-- begin EXTRACTED MATERIAL --

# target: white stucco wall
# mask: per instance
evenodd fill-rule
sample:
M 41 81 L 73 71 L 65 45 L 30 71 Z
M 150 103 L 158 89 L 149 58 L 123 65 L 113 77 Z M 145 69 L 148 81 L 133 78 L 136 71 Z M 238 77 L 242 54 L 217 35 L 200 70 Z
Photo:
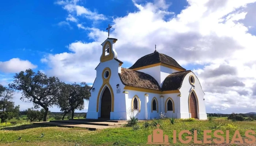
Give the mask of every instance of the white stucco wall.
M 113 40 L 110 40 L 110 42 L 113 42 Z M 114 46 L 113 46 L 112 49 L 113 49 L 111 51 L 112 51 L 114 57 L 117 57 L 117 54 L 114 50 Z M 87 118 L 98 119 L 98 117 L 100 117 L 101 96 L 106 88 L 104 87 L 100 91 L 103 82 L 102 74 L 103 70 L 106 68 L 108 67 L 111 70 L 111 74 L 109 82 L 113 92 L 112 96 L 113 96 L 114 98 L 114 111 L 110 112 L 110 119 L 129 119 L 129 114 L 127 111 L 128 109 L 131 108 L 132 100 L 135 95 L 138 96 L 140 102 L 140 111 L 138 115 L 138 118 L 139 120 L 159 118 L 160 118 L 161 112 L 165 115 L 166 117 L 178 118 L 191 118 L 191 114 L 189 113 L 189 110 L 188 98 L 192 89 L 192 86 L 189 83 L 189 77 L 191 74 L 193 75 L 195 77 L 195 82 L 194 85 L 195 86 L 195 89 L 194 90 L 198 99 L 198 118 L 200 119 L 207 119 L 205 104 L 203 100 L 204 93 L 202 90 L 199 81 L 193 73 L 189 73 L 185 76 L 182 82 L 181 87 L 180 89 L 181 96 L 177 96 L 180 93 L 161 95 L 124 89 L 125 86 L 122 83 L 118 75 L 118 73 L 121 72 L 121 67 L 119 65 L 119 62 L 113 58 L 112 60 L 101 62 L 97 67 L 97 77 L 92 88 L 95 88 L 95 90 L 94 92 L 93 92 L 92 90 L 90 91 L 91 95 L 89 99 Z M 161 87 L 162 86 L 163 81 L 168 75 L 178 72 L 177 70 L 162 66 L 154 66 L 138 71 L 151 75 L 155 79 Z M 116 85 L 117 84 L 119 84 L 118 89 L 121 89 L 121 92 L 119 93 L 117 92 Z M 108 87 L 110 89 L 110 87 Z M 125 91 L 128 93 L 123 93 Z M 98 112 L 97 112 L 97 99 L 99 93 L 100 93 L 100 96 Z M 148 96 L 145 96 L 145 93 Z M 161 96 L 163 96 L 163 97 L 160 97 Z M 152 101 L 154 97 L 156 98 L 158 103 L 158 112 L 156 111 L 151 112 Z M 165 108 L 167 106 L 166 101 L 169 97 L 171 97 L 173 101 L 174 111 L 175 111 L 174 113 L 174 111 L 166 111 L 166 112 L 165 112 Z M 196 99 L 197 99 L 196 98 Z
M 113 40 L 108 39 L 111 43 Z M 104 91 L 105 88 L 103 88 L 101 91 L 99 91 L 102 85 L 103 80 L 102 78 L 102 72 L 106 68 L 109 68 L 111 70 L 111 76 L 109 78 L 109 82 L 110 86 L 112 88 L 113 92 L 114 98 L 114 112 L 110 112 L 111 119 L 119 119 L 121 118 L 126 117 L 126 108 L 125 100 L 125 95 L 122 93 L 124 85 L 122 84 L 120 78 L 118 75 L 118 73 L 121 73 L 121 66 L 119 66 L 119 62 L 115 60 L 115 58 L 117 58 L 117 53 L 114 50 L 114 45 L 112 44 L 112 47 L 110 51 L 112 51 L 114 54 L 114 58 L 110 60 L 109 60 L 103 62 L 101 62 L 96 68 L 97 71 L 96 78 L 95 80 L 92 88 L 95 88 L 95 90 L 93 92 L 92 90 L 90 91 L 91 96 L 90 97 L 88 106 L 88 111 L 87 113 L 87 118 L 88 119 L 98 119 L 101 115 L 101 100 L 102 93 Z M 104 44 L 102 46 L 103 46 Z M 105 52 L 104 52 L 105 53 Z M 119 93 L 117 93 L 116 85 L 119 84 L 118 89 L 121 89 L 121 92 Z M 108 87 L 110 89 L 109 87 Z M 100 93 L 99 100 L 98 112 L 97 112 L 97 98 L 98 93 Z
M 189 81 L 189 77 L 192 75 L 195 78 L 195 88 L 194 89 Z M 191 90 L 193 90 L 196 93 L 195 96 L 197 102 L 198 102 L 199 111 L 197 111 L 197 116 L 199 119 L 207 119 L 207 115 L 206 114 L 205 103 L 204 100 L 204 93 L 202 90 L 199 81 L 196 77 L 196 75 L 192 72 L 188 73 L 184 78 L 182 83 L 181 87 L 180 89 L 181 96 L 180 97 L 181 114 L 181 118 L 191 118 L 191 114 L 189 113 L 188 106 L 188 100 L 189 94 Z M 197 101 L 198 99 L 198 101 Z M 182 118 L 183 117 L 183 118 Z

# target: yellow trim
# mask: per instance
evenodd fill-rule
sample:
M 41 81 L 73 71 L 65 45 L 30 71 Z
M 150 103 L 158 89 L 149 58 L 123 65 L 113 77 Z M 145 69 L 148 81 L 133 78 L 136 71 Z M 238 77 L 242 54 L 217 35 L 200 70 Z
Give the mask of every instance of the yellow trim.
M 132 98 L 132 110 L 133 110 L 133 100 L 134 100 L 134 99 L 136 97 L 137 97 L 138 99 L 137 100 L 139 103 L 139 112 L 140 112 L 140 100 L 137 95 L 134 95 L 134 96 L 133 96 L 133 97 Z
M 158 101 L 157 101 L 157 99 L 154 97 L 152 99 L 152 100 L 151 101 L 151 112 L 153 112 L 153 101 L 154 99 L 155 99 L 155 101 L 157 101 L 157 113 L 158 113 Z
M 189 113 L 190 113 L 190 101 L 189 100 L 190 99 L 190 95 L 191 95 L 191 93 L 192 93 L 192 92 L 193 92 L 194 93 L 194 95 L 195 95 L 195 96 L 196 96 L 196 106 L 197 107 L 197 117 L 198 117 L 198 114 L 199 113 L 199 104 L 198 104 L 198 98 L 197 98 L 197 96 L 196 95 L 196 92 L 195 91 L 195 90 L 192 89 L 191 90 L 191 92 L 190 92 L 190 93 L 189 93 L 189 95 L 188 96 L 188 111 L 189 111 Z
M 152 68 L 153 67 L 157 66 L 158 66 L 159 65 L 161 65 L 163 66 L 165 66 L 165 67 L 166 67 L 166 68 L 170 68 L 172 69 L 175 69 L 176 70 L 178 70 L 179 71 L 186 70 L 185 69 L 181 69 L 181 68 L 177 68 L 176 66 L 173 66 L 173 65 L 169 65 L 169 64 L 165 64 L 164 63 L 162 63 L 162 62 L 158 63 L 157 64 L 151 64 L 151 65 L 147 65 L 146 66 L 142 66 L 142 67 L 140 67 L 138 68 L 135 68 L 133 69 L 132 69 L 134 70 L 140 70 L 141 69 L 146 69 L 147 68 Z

-- end EXTRACTED MATERIAL --

## [TO BE DONE]
Can you transcribe all of the entries above line for line, leaving out any pictures?

## [THE RESULT]
# target: white stucco wall
# mask: per instance
evenodd fill-rule
sample:
M 41 81 L 73 71 L 65 45 L 30 71 Z
M 150 103 L 158 89 L 149 58 L 123 65 L 113 77 Z M 145 69 L 148 81 L 133 78 L 136 71 Z M 238 77 L 242 54 L 217 35 L 200 70 Z
Photo:
Give the mask of every instance of the white stucco wall.
M 113 40 L 110 40 L 110 42 L 113 42 Z M 114 46 L 113 46 L 112 49 L 113 49 L 111 51 L 112 51 L 114 57 L 117 57 L 117 54 L 114 50 Z M 87 118 L 98 119 L 98 117 L 100 117 L 101 96 L 106 88 L 104 87 L 100 91 L 103 82 L 102 74 L 103 70 L 106 68 L 108 67 L 111 70 L 111 74 L 109 82 L 113 92 L 112 96 L 113 96 L 114 98 L 114 111 L 110 112 L 110 119 L 129 119 L 129 114 L 127 111 L 128 109 L 131 108 L 132 100 L 135 95 L 138 96 L 140 102 L 140 111 L 138 115 L 138 118 L 139 120 L 159 118 L 160 118 L 161 112 L 165 115 L 166 117 L 178 118 L 191 118 L 191 114 L 189 113 L 189 110 L 188 98 L 192 89 L 192 86 L 189 83 L 189 77 L 191 74 L 193 75 L 195 77 L 195 82 L 194 85 L 195 86 L 195 89 L 194 90 L 198 99 L 198 118 L 200 119 L 207 119 L 205 104 L 203 100 L 204 93 L 202 90 L 199 81 L 193 73 L 189 73 L 185 76 L 182 82 L 181 87 L 180 89 L 181 96 L 177 96 L 180 93 L 161 95 L 124 89 L 125 86 L 122 83 L 118 75 L 118 73 L 121 72 L 121 67 L 119 65 L 119 62 L 113 58 L 112 60 L 101 62 L 97 67 L 97 77 L 92 88 L 95 88 L 95 90 L 94 92 L 93 92 L 92 90 L 90 91 L 91 95 L 89 99 Z M 161 87 L 162 86 L 163 81 L 168 75 L 178 72 L 177 70 L 162 66 L 154 66 L 138 71 L 151 75 L 155 79 Z M 116 85 L 117 84 L 119 84 L 118 89 L 121 89 L 121 92 L 119 93 L 117 92 Z M 108 87 L 110 89 L 110 87 Z M 125 91 L 128 93 L 123 93 Z M 98 112 L 97 112 L 97 99 L 99 93 L 100 93 L 100 96 Z M 148 96 L 145 96 L 145 93 Z M 161 96 L 163 96 L 163 97 L 160 97 Z M 152 101 L 154 97 L 156 98 L 158 103 L 158 112 L 156 111 L 151 112 Z M 165 108 L 167 106 L 166 101 L 169 97 L 171 97 L 173 101 L 174 111 L 175 111 L 174 113 L 174 111 L 166 111 L 166 112 L 165 112 Z M 196 99 L 197 99 L 196 98 Z
M 113 40 L 108 39 L 111 43 Z M 104 91 L 105 88 L 103 88 L 101 91 L 99 91 L 102 85 L 103 80 L 102 78 L 102 72 L 106 68 L 109 68 L 111 70 L 111 76 L 109 78 L 109 82 L 110 86 L 112 88 L 113 92 L 114 98 L 114 112 L 110 112 L 111 119 L 119 119 L 121 118 L 126 117 L 126 108 L 125 100 L 125 95 L 122 93 L 124 85 L 122 84 L 120 78 L 118 75 L 118 73 L 121 73 L 121 66 L 119 66 L 119 62 L 115 60 L 115 58 L 117 58 L 117 53 L 114 50 L 114 45 L 112 44 L 112 47 L 110 51 L 112 51 L 114 54 L 114 58 L 110 60 L 109 60 L 103 62 L 101 62 L 96 68 L 97 71 L 96 78 L 95 80 L 92 88 L 95 88 L 95 90 L 93 92 L 92 90 L 90 91 L 91 96 L 90 97 L 88 106 L 88 111 L 87 113 L 87 118 L 88 119 L 98 119 L 101 115 L 101 100 L 102 93 Z M 104 44 L 102 46 L 103 46 Z M 105 52 L 104 52 L 105 53 Z M 119 93 L 117 93 L 116 85 L 119 84 L 118 89 L 121 89 L 121 92 Z M 108 87 L 110 89 L 109 87 Z M 100 93 L 99 100 L 98 112 L 97 112 L 97 98 L 98 93 Z
M 189 81 L 189 77 L 192 75 L 195 78 L 195 88 L 194 89 Z M 191 90 L 193 90 L 196 93 L 195 96 L 197 102 L 198 102 L 199 111 L 197 111 L 197 116 L 199 119 L 207 119 L 207 115 L 206 114 L 205 103 L 204 100 L 204 93 L 202 90 L 199 81 L 196 77 L 196 75 L 192 72 L 188 73 L 184 78 L 182 83 L 181 87 L 180 89 L 181 96 L 180 97 L 181 114 L 181 118 L 191 118 L 191 114 L 189 113 L 188 106 L 188 100 L 189 94 Z M 197 101 L 198 99 L 198 101 Z M 182 118 L 183 117 L 183 118 Z

# target: yellow trim
# mask: per instance
evenodd fill-rule
sample:
M 41 81 L 73 71 L 65 45 L 30 71 Z
M 150 103 L 158 89 L 149 58 L 123 65 L 113 77 Z M 145 69 L 148 81 L 133 78 L 136 71 Z M 238 77 L 242 54 L 217 35 L 200 70 Z
Give the mask of every instance of the yellow trim.
M 132 98 L 132 110 L 133 110 L 133 100 L 134 100 L 134 99 L 136 97 L 137 97 L 138 99 L 137 100 L 139 103 L 139 112 L 140 112 L 140 100 L 137 95 L 134 95 L 134 96 L 133 96 L 133 97 Z
M 158 101 L 157 101 L 157 99 L 154 97 L 152 99 L 152 100 L 151 101 L 151 112 L 153 112 L 153 101 L 154 99 L 155 99 L 155 101 L 157 101 L 157 113 L 158 113 Z
M 189 113 L 190 113 L 190 101 L 189 100 L 190 99 L 190 95 L 191 95 L 191 93 L 192 93 L 192 92 L 193 92 L 194 93 L 194 95 L 195 95 L 195 96 L 196 96 L 196 106 L 197 107 L 197 117 L 198 117 L 198 114 L 199 113 L 199 104 L 198 104 L 198 98 L 197 98 L 197 96 L 196 95 L 196 92 L 195 91 L 195 90 L 192 89 L 191 90 L 191 92 L 190 92 L 190 93 L 189 93 L 189 95 L 188 96 L 188 111 L 189 111 Z
M 152 68 L 153 67 L 157 66 L 158 66 L 159 65 L 161 65 L 163 66 L 165 66 L 165 67 L 166 67 L 166 68 L 170 68 L 172 69 L 175 69 L 176 70 L 178 70 L 179 71 L 186 70 L 185 69 L 181 69 L 181 68 L 177 68 L 176 66 L 173 66 L 173 65 L 169 65 L 169 64 L 165 64 L 164 63 L 162 63 L 162 62 L 158 63 L 157 64 L 151 64 L 151 65 L 147 65 L 146 66 L 142 66 L 142 67 L 140 67 L 138 68 L 135 68 L 133 69 L 132 69 L 134 70 L 140 70 L 141 69 L 146 69 L 147 68 Z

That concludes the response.